### GIVEN PASSAGE
┌──

# Mighty yet tiny IC engine !



## PTsideshow (Mar 14, 2009)

Could be another pie in the sky engine or maybe a new subject for modeling.
http://angellabsllc.com/index.html
glen


----------



## itowbig (Mar 14, 2009)

i saw something like this somewhere, i dont remember where but i did see it.
i remember it really cool small but mighty


----------



## Kermit (Mar 15, 2009)

One way roller bearings on the output shaft. One way roller bearings on the other sides output shaft turned counter to the first and you would have the set up they described. One flywheel turning CW and one CCW. 

Very ingenious design!


----------



## shred (Mar 15, 2009)

So this is another rotary-piston engine? 

Seems like those have been around a long time and never really made it. The theory works, but reality always seems to intrude.

Maybe they figured it out this time

Here's a cool animation of how one works: http://www.rotoblock.com/howitworks.shtml (note; different company, similar "revolutionary! unique! world-changing! PR)


----------



## PTsideshow (Mar 15, 2009)

This may be another of the pie engines, as there has been nothing new added to the site since 2006. And on a couple of others sites. It has been the cover engine on Anti-gravity magazine. So don't invest the kids college money. :big:
glen


----------



## Kermit (Mar 15, 2009)

A few billion in gov funding at a university should be able to make the dream come true in a decade or so.

└──

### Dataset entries

┌──

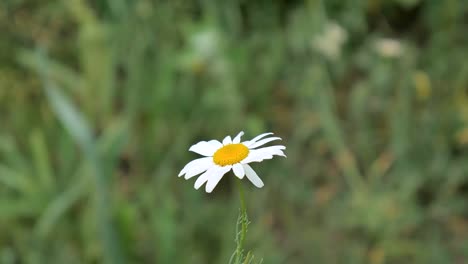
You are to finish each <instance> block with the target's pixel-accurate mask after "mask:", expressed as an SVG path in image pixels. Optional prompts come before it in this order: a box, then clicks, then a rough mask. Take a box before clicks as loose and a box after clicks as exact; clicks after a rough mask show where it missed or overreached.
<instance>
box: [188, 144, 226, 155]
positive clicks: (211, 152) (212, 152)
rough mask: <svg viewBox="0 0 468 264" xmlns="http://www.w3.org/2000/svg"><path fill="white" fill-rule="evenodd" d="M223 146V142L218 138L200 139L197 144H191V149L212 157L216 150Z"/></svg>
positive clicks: (199, 152) (199, 153) (203, 154)
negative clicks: (210, 139) (221, 141)
mask: <svg viewBox="0 0 468 264" xmlns="http://www.w3.org/2000/svg"><path fill="white" fill-rule="evenodd" d="M222 146H223V144H221V142H219V141H218V140H210V141H200V142H198V143H197V144H195V145H193V146H191V147H190V148H189V151H193V152H195V153H198V154H200V155H203V156H207V157H211V156H213V154H214V153H215V152H216V150H218V149H220V148H221V147H222Z"/></svg>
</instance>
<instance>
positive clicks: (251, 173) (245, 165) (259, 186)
mask: <svg viewBox="0 0 468 264" xmlns="http://www.w3.org/2000/svg"><path fill="white" fill-rule="evenodd" d="M242 166H243V167H244V170H245V175H246V176H247V179H249V180H250V181H251V182H252V183H253V185H255V186H256V187H258V188H262V187H263V185H264V184H263V181H262V179H260V177H258V175H257V173H256V172H255V171H254V170H253V169H252V167H250V166H249V165H247V164H243V165H242Z"/></svg>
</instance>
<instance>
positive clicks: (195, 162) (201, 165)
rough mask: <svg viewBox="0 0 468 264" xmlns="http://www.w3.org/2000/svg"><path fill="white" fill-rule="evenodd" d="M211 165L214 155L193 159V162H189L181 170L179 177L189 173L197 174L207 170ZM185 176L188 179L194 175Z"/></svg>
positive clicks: (188, 173)
mask: <svg viewBox="0 0 468 264" xmlns="http://www.w3.org/2000/svg"><path fill="white" fill-rule="evenodd" d="M211 165H213V158H212V157H206V158H200V159H196V160H192V161H191V162H189V163H187V165H185V166H184V168H183V169H182V170H181V171H180V173H179V177H180V176H182V175H184V174H187V175H192V176H193V175H197V174H200V173H202V172H204V171H205V170H207V169H208V168H209V167H210V166H211ZM187 175H186V176H185V177H186V179H188V178H190V177H192V176H190V177H188V176H187Z"/></svg>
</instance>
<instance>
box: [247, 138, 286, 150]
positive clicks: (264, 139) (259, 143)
mask: <svg viewBox="0 0 468 264" xmlns="http://www.w3.org/2000/svg"><path fill="white" fill-rule="evenodd" d="M275 140H281V138H279V137H271V138H265V139H262V140H260V141H257V142H256V143H254V144H252V145H250V146H249V148H250V149H254V148H258V147H260V146H263V145H265V144H266V143H268V142H271V141H275Z"/></svg>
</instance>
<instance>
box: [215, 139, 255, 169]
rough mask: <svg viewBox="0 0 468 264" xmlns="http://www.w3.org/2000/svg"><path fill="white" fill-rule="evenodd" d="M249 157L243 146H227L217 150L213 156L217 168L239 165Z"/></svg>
mask: <svg viewBox="0 0 468 264" xmlns="http://www.w3.org/2000/svg"><path fill="white" fill-rule="evenodd" d="M248 155H249V149H248V148H247V147H246V146H244V144H229V145H226V146H224V147H222V148H220V149H218V150H217V151H216V152H215V154H214V155H213V161H214V163H216V164H218V165H219V166H226V165H233V164H236V163H239V162H240V161H241V160H243V159H245V158H246V157H247V156H248Z"/></svg>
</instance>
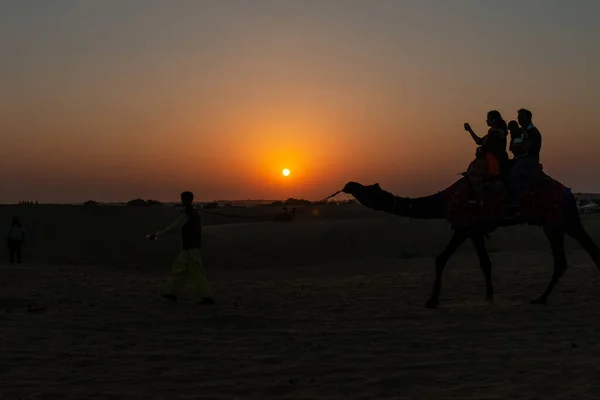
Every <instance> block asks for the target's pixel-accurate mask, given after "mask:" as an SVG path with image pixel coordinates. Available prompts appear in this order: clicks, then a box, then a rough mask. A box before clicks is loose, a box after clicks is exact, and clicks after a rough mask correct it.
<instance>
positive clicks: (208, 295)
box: [189, 249, 214, 304]
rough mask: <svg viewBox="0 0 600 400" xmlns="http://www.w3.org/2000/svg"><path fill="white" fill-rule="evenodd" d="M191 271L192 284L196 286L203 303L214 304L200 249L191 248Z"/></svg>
mask: <svg viewBox="0 0 600 400" xmlns="http://www.w3.org/2000/svg"><path fill="white" fill-rule="evenodd" d="M189 273H190V278H191V280H192V284H193V285H194V286H195V287H196V290H197V291H198V295H199V296H200V299H201V304H214V300H213V297H212V293H211V291H210V288H209V287H208V281H207V280H206V272H205V271H204V264H203V263H202V254H201V252H200V249H191V250H190V263H189Z"/></svg>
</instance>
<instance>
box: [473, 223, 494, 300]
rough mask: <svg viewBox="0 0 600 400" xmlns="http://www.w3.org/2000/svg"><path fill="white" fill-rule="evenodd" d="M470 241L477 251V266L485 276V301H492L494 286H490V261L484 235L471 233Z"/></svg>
mask: <svg viewBox="0 0 600 400" xmlns="http://www.w3.org/2000/svg"><path fill="white" fill-rule="evenodd" d="M471 241H472V242H473V246H475V250H476V251H477V257H479V266H480V267H481V271H483V276H484V277H485V301H487V302H489V303H491V302H493V301H494V288H493V286H492V261H491V260H490V256H489V255H488V252H487V248H486V247H485V237H484V235H477V234H475V235H472V236H471Z"/></svg>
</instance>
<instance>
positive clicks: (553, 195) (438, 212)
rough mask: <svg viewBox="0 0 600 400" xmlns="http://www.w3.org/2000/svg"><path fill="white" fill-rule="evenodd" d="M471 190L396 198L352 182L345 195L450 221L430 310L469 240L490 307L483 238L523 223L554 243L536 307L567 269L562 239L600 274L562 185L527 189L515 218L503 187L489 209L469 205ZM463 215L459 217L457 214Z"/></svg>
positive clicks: (361, 201) (486, 257) (450, 187)
mask: <svg viewBox="0 0 600 400" xmlns="http://www.w3.org/2000/svg"><path fill="white" fill-rule="evenodd" d="M468 186H469V183H468V182H467V179H466V178H464V177H463V178H461V179H460V180H458V181H457V182H456V183H455V184H453V185H452V186H450V187H449V188H447V189H445V190H443V191H441V192H439V193H437V194H435V195H431V196H426V197H419V198H407V197H399V196H395V195H393V194H392V193H389V192H386V191H385V190H383V189H381V187H380V186H379V184H377V183H376V184H374V185H369V186H364V185H361V184H360V183H357V182H349V183H347V184H346V186H345V187H344V189H343V192H345V193H348V194H351V195H353V196H354V197H355V198H356V200H358V201H359V202H360V203H361V204H363V205H364V206H366V207H369V208H372V209H374V210H381V211H385V212H388V213H391V214H395V215H400V216H405V217H410V218H415V219H446V220H448V221H449V222H450V223H451V224H452V227H453V235H452V237H451V239H450V242H449V243H448V245H447V246H446V248H445V249H444V250H443V251H442V252H441V253H440V254H439V255H438V256H437V257H436V261H435V266H436V273H435V282H434V285H433V291H432V293H431V297H430V298H429V300H427V302H426V303H425V306H426V307H428V308H435V307H437V306H438V305H439V304H440V291H441V287H442V273H443V271H444V267H445V266H446V264H447V262H448V260H449V259H450V257H451V256H452V255H453V254H454V253H455V252H456V250H458V248H459V247H460V246H461V245H462V244H463V243H464V242H465V241H466V240H467V239H471V241H472V242H473V245H474V246H475V250H476V252H477V256H478V258H479V264H480V267H481V270H482V271H483V275H484V276H485V287H486V290H485V292H486V294H485V300H486V301H487V302H490V303H491V302H492V301H493V298H494V290H493V286H492V275H491V271H492V263H491V260H490V258H489V255H488V251H487V248H486V243H485V239H486V237H488V235H489V234H490V233H491V232H493V231H494V230H496V229H497V228H499V227H504V226H513V225H521V224H530V225H531V224H534V225H538V226H541V227H542V228H543V230H544V233H545V235H546V237H547V239H548V241H549V242H550V246H551V248H552V254H553V256H554V272H553V274H552V279H551V281H550V283H549V284H548V287H547V288H546V290H545V291H544V293H543V294H542V295H541V296H540V297H539V298H537V299H536V300H533V301H532V302H531V303H532V304H546V302H547V300H548V297H549V296H550V293H551V292H552V289H553V288H554V286H555V285H556V284H557V283H558V281H559V279H560V277H561V276H562V275H563V274H564V272H565V270H566V269H567V258H566V254H565V246H564V239H565V235H569V236H570V237H572V238H573V239H575V240H576V241H577V242H579V244H581V246H582V247H583V248H584V249H585V250H586V251H587V252H588V253H589V254H590V256H591V257H592V259H593V261H594V263H595V264H596V266H597V267H598V269H599V270H600V249H599V248H598V246H597V245H596V244H595V243H594V241H593V240H592V239H591V238H590V236H589V235H588V234H587V232H586V231H585V229H584V227H583V225H582V224H581V220H580V219H579V212H578V210H577V203H576V199H575V197H574V196H573V194H572V193H571V191H570V190H569V189H567V188H566V187H564V186H563V185H561V184H560V183H559V182H557V181H555V180H553V179H552V178H550V177H548V176H546V175H544V177H543V179H541V180H538V181H537V183H536V184H535V185H534V184H532V183H530V184H529V186H528V188H526V189H525V188H524V193H525V194H524V205H523V209H522V212H521V214H520V215H519V216H517V217H515V218H507V217H506V214H505V213H504V212H505V210H506V209H507V201H508V198H507V195H506V190H505V189H504V187H503V185H496V186H495V189H488V191H487V194H486V196H485V199H486V201H488V200H489V203H490V206H489V207H487V208H485V207H484V208H483V209H480V208H479V207H476V206H473V205H470V204H468V195H467V192H468ZM457 210H458V211H460V212H458V211H457Z"/></svg>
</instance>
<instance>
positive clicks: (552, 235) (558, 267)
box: [531, 227, 567, 304]
mask: <svg viewBox="0 0 600 400" xmlns="http://www.w3.org/2000/svg"><path fill="white" fill-rule="evenodd" d="M544 233H545V234H546V237H547V238H548V240H549V241H550V246H551V247H552V255H553V256H554V272H553V274H552V279H551V280H550V284H548V287H547V288H546V291H545V292H544V294H542V296H541V297H540V298H539V299H537V300H534V301H532V302H531V303H532V304H546V302H547V301H548V296H550V293H552V289H554V286H555V285H556V284H557V283H558V280H559V279H560V277H561V276H562V275H563V274H564V273H565V271H566V270H567V256H566V254H565V232H564V230H563V229H561V228H556V227H544Z"/></svg>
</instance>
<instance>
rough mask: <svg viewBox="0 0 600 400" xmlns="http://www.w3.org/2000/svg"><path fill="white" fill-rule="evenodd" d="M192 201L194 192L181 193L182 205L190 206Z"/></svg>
mask: <svg viewBox="0 0 600 400" xmlns="http://www.w3.org/2000/svg"><path fill="white" fill-rule="evenodd" d="M193 203H194V193H192V192H183V193H181V204H183V205H184V206H191V205H192V204H193Z"/></svg>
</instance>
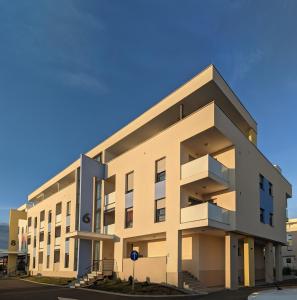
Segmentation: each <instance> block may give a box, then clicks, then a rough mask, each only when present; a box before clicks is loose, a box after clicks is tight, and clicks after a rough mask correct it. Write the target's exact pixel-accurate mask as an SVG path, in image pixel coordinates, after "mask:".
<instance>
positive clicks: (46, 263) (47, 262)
mask: <svg viewBox="0 0 297 300" xmlns="http://www.w3.org/2000/svg"><path fill="white" fill-rule="evenodd" d="M49 264H50V256H49V255H47V256H46V267H47V268H49Z"/></svg>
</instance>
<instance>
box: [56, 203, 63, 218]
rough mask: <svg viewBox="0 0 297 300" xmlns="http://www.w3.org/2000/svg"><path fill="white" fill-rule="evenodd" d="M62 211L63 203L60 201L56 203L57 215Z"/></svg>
mask: <svg viewBox="0 0 297 300" xmlns="http://www.w3.org/2000/svg"><path fill="white" fill-rule="evenodd" d="M61 213H62V203H61V202H59V203H57V204H56V216H57V215H60V214H61Z"/></svg>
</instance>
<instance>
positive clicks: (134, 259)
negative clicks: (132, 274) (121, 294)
mask: <svg viewBox="0 0 297 300" xmlns="http://www.w3.org/2000/svg"><path fill="white" fill-rule="evenodd" d="M138 257H139V253H138V252H137V251H135V250H132V251H131V253H130V258H131V260H132V261H133V280H132V292H134V289H135V285H134V270H135V261H136V260H137V259H138Z"/></svg>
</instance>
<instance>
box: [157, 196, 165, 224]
mask: <svg viewBox="0 0 297 300" xmlns="http://www.w3.org/2000/svg"><path fill="white" fill-rule="evenodd" d="M155 221H156V222H163V221H165V198H163V199H159V200H156V216H155Z"/></svg>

└──

### REQUEST 1
Answer these from the forum thread about the tiny engine:
(a) What does Kermit say goes on the output shaft?
(b) According to PTsideshow, since what year has nothing new been added to the site?
(c) On which magazine's cover has the engine appeared?
### REQUEST 2
Continue the forum thread about the tiny engine from where it stops.
The entries play no role here.

### EXERCISE ANSWER 1
(a) One way roller bearings.
(b) 2006.
(c) Anti-gravity magazine.

### EXERCISE ANSWER 2
   Whynot, we're funding a study on pig odor reduction right now. This at least could have some remarkable outcomes and implications for transportation industries...I mean if you're just 'giving it away' why not fund the things that have potential.  The struggle to perfect magnetic bottling of plasma so we could achieve continuous nuclear fusion could use a few 100 billion or so while we are at it. solar energy storage technology needs some money too! But we get a frisbe golf course in the once great state of Texas' capital city.

Phewwyyeeee I say,
Rant over
Kermit


----------



## Noitoen (Mar 15, 2009)

Can't figure out the lubrication. Are they going to mix it with the fuel? Some of us invest in hybrids to cut out emissions and then others......... :rant:


----------



## PTsideshow (Mar 15, 2009)

Kermit  said:
			
		

> But we get a frisbe golf course in the once great state of Texas' capital city.
> 
> Phewwyyeeee I say,
> Rant over
> Kermit



My unemployed neighbor is a Frisbee golf semi pro whatever the hell that is goes all over to play it. Another neighbor asked if he can make any money with it. He said he was counting on the endorsements when he turns pro : I think his chances are about as good as this engine getting 300 million in licensing fees in the next ten years :big:


----------



## Andrewinpopayan (Mar 15, 2009)

Noitoen  said:
			
		

> Can't figure out the lubrication. Are they going to mix it with the fuel? Some of us invest in hybrids to cut out emissions and then others......... :rant:



My thoughts exactly! With all these moving parts, how are they going to lubricate and cool them? That is not explained in any form in the animation or documentation.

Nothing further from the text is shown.